» Items:
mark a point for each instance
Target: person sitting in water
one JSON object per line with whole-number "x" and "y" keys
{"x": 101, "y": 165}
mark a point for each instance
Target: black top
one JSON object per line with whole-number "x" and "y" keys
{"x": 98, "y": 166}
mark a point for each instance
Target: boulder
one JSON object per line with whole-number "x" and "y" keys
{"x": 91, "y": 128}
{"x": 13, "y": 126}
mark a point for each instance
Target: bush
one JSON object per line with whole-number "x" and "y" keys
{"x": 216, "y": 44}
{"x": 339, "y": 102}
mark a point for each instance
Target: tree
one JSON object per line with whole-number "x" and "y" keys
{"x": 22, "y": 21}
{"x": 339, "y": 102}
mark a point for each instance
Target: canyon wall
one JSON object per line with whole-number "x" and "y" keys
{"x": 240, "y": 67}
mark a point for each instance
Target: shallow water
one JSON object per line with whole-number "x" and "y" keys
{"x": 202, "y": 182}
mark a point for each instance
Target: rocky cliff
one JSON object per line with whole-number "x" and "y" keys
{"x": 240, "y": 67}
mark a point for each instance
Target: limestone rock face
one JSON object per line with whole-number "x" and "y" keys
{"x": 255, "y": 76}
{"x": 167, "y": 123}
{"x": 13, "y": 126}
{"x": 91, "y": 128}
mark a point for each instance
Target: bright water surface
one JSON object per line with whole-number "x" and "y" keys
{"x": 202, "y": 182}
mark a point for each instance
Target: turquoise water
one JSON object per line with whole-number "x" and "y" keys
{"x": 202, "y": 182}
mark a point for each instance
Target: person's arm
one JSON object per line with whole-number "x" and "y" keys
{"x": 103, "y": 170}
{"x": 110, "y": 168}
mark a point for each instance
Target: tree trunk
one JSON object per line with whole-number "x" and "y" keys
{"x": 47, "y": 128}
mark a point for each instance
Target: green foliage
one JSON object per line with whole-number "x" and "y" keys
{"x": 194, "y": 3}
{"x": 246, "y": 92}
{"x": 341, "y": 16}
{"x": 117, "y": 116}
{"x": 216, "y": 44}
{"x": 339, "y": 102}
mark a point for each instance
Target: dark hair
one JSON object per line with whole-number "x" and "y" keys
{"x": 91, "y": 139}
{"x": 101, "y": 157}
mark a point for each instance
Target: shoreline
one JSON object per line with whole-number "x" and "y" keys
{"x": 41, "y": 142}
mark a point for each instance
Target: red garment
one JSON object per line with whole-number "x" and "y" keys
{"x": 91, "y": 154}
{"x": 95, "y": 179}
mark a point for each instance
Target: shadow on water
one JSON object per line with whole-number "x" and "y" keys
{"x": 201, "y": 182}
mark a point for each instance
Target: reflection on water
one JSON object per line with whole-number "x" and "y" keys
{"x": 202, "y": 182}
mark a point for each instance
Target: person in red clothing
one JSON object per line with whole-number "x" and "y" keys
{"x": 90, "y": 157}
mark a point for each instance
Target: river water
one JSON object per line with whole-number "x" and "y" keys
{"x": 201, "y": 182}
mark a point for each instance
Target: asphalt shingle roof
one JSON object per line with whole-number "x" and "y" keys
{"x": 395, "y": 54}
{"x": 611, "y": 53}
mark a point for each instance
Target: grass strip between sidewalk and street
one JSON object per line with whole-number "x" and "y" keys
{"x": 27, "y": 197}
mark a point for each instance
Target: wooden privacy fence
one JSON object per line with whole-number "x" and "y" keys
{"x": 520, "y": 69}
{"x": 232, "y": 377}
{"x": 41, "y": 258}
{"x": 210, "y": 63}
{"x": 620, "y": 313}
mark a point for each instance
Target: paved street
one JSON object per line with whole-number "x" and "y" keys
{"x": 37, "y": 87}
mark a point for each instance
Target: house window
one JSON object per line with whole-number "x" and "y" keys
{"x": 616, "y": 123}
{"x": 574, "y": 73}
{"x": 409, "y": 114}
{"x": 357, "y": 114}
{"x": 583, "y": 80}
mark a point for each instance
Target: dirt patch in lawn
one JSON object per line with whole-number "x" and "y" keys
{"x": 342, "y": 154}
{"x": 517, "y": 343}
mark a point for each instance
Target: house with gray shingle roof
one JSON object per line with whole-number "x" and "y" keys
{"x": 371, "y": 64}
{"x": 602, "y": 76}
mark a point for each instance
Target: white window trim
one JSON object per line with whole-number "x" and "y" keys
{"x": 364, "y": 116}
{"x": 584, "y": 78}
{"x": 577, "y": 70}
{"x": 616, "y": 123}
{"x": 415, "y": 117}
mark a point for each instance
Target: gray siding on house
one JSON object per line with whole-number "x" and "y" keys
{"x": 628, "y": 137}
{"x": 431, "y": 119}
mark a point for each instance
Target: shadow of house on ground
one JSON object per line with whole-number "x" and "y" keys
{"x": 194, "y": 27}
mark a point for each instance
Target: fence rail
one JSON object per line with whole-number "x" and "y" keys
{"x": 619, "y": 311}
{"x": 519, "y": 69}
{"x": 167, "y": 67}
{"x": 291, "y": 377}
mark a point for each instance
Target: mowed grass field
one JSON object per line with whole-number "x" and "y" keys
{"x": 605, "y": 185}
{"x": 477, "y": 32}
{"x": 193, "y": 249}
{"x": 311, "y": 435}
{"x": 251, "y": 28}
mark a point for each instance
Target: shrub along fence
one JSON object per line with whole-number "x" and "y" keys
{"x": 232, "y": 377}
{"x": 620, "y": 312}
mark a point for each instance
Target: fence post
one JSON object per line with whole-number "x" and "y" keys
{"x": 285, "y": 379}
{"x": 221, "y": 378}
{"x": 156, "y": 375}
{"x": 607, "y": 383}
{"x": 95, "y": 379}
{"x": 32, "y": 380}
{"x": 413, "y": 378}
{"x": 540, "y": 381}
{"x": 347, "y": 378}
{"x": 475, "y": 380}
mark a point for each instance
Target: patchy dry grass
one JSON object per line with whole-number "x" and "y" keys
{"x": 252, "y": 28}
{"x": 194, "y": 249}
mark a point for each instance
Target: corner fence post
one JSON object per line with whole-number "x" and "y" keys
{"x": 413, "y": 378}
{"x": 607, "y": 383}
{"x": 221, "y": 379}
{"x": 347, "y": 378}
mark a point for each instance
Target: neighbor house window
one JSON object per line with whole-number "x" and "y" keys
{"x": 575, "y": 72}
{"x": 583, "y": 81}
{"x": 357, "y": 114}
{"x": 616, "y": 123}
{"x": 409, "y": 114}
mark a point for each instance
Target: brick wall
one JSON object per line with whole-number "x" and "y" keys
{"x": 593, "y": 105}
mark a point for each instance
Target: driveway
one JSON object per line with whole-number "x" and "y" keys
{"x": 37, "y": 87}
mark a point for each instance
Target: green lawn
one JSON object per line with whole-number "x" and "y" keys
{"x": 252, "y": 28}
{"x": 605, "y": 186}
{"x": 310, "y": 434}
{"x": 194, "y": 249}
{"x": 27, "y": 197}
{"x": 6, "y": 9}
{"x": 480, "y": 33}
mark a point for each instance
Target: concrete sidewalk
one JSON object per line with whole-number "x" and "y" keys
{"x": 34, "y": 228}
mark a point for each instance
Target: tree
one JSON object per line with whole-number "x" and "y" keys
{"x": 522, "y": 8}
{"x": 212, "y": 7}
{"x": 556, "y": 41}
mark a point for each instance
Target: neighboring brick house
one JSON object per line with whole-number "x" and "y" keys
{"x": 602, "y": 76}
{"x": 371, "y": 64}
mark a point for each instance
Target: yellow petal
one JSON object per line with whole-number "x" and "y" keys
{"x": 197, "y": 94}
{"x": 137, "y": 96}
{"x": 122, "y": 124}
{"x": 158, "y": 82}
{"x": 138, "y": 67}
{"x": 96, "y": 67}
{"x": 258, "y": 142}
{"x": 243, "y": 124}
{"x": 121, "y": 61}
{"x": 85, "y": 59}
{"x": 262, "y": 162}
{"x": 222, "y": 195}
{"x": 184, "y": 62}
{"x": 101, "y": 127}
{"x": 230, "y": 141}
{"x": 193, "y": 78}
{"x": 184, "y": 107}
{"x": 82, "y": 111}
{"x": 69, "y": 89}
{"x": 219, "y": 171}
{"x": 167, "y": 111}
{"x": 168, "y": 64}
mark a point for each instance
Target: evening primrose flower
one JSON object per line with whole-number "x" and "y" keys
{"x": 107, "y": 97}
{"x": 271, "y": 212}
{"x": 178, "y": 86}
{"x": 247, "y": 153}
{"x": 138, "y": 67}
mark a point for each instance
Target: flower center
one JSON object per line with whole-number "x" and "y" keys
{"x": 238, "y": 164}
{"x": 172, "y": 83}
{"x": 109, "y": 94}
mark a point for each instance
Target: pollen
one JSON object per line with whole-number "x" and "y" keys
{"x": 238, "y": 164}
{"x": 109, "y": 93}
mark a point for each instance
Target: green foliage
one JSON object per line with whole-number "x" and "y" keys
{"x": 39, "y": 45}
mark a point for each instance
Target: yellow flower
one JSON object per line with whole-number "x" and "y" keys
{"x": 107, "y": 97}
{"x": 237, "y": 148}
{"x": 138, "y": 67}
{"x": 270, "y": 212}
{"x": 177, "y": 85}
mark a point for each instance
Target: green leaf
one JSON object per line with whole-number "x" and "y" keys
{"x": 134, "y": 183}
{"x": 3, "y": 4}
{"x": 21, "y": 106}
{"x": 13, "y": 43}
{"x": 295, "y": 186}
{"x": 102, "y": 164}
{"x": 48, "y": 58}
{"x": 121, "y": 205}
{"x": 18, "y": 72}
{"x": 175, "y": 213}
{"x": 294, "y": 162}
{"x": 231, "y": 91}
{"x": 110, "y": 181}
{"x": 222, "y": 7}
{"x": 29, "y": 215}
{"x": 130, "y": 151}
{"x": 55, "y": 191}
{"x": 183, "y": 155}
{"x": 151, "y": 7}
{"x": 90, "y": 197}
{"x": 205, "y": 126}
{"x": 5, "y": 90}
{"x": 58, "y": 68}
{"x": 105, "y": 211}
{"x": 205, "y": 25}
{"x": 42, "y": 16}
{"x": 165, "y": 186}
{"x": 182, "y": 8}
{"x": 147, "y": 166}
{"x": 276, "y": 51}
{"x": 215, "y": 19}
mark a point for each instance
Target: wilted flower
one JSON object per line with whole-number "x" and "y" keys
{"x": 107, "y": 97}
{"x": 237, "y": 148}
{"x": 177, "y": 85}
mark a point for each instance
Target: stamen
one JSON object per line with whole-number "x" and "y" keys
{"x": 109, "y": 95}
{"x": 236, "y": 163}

» Set task: Return every line of the listing above that contains the string "lawn", treating uppercase and lowercase letters as distinct.

» Solution for this exercise:
Target: dirt patch in lawn
Target: green lawn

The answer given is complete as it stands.